> **Listed records**:

────────────────────────────────────────

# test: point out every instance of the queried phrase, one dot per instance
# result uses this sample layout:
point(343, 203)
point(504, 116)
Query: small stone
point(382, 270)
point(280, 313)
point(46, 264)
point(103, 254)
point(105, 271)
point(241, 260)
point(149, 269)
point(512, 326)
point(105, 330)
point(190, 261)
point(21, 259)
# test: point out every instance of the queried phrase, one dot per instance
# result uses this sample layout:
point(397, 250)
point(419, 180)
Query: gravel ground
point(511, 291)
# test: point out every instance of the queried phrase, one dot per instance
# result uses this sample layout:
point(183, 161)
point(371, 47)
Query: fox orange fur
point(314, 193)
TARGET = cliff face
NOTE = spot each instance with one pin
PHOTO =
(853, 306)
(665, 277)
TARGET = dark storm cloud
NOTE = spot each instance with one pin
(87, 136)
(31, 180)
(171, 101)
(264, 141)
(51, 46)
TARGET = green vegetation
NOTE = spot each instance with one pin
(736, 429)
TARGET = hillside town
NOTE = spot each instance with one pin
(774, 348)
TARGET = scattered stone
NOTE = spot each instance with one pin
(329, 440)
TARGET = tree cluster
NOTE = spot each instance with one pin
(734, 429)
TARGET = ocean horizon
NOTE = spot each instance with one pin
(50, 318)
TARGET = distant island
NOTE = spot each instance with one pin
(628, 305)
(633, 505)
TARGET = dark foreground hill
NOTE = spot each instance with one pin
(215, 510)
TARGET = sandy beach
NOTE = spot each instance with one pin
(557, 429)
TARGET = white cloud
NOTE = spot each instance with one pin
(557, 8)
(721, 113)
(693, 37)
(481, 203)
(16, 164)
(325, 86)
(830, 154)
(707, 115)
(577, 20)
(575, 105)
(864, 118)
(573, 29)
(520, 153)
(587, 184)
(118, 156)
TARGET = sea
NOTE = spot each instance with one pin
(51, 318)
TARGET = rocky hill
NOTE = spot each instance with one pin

────────────────────────────────────────

> **Required action**:
The complete listing is to be repeated exactly.

> **Answer section**:
# test: point out every instance of the queried phrase, one dot per instance
# result uses this sample layout:
point(343, 203)
point(504, 116)
Query: small stone
point(382, 270)
point(280, 313)
point(46, 264)
point(103, 254)
point(105, 271)
point(241, 260)
point(149, 269)
point(512, 326)
point(105, 330)
point(190, 261)
point(21, 259)
# test: point out every instance of the queried phrase, one dot per instance
# result uses this sample layout:
point(397, 250)
point(419, 180)
Query: gravel ground
point(511, 291)
# test: point out every instance of the queried phrase, one dot per instance
# result uses this sample layout:
point(183, 161)
point(371, 47)
Query: fox orange fur
point(314, 193)
TARGET = cliff face
NOTE = spot each instance with one pin
PHOTO =
(853, 306)
(665, 277)
TARGET = dark storm cloud
NOTE = spot each instance with one pin
(87, 136)
(31, 180)
(171, 101)
(264, 141)
(51, 46)
TARGET = green vegetation
NOTE = spot each instance with one pin
(736, 429)
TARGET = hillside town
NOTE = spot each instance with one pin
(774, 348)
TARGET = scattered stone
NOTE = spot each instance with one pin
(329, 440)
TARGET = tree cluster
NOTE = spot each instance with one pin
(734, 429)
TARGET = ocean horizon
NOTE = spot each instance with one pin
(50, 318)
TARGET = distant island
NOTE = spot each instance with one pin
(628, 305)
(633, 505)
TARGET = dark foreground hill
NOTE = spot each instance with one pin
(215, 510)
TARGET = sandy beach
NOTE = spot each instance with one pin
(557, 429)
TARGET = white cloud
NOTE = spot each instance with one pin
(557, 8)
(721, 113)
(693, 37)
(481, 203)
(16, 164)
(325, 86)
(830, 154)
(707, 115)
(577, 20)
(575, 105)
(864, 118)
(573, 29)
(520, 153)
(587, 184)
(118, 156)
TARGET = sea
NOTE = spot each instance with one pin
(51, 318)
TARGET = rocky hill
NOTE = spot each instance with one pin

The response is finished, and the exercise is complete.